**PROBLEM DETAILS:** Report each line of the material below that contains the word "light", copying those lines in full.

**SUPPLIED INFORMATION:**
════════
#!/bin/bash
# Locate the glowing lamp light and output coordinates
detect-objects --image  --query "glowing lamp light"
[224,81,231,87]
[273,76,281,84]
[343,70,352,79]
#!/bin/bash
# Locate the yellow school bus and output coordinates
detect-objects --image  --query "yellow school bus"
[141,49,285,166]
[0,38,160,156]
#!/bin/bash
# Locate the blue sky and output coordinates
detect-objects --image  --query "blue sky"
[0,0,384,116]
════════
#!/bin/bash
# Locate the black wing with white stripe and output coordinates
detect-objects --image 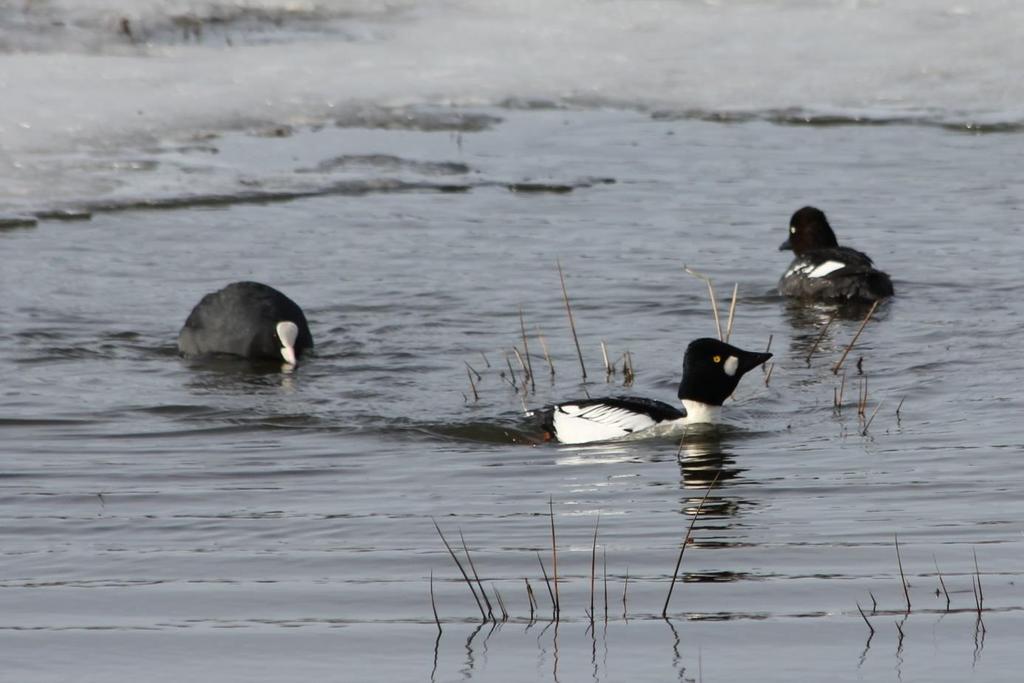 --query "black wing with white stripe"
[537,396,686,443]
════════
**ANSWER TO THIS EXERCISE:**
# Locate the glowing lamp light and output coordinates
detect-objects --image  --query "glowing lamp light"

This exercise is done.